Complete the following:
**A)** Answer these questions about the training survey article, one answer per line:
(i) How many corporate leaders took part in the survey?
(ii) What share of businesses said training beyond what regulation requires should be more?
(iii) What share said middle managers do not have the skills to develop future leaders?
**B)** Extend the article on the business training survey, picking up after its final sentence.

Passage to read:
--- START ---
In a survey commissioned by Sheffield Business School at Sheffield Hallam University, almost two thirds of companies (62 per cent) said they were either aspiring to be a “best company to work for” or have achieved this already.

Yet more than half of businesses (59 per cent) said the amount of training, other than that required by regulation, should be more.

Lynda Hinxman, assistant dean at Sheffield Hallam University business school, said: “From our discussions with business leaders we have identified three key issues.

“Corporates have had to become such lean operations in the recession that there is little time or money to train. Middle managers do not always recognise their critical role in developing the 
next generation of leaders – and many do not have the skills to do this.

“And corporates are spending too much on training, particularly for regulatory purposes, that is not linked to delivering strategic business goals. That is an issue for everyone in this sector, including universities.”

The survey of 153 corporate leaders included questions specifically for leaders of the largest corporates.

In this smaller sample, nearly half (47 per cent) said their chief executives had a passion for learning and development and were personally committed to its importance.

A further 47 per cent of those questioned admitted that while their chief executives believe in the importance of learning, it is not a key priority.

When asked if middle managers have the skills to develop future leaders, 47 per cent said not, against 40 per cent who thought they did.
--- END ---
Information provided:
--- START ---
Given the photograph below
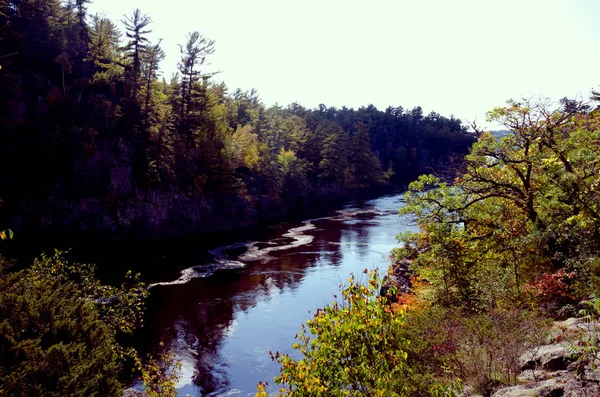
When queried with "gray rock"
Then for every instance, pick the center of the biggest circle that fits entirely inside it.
(552, 357)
--- END ---
Responses by task:
**A)**
(i) 153
(ii) 59 percent
(iii) 47 percent

**B)**
And nearly all (93 per cent) said that middle managers are critical to the development of future leaders within their businesses.

The barriers to doing more training are budget (69 per cent), allowing time off to do training (44 per cent) and cover for jobs while being trained (40 per cent).

Only 38 per cent said they were doing enough training to achieve their corporate vision.

Ms Hinxman added: “Learning and development is no longer a ‘nice to have’ in corporates, but middle managers are facing major challenges to deliver this learning aspiration.

“Our own priority is to ensure training and development delivers business performance – but we have further to go.

“We have developed two new tools which will address some of the issues highlighted in this report – a process for talent identification and tools to develop the emotional intelligence of leaders – as well as more work-based learning.

“Clearly this is an area we all need to prioritise.”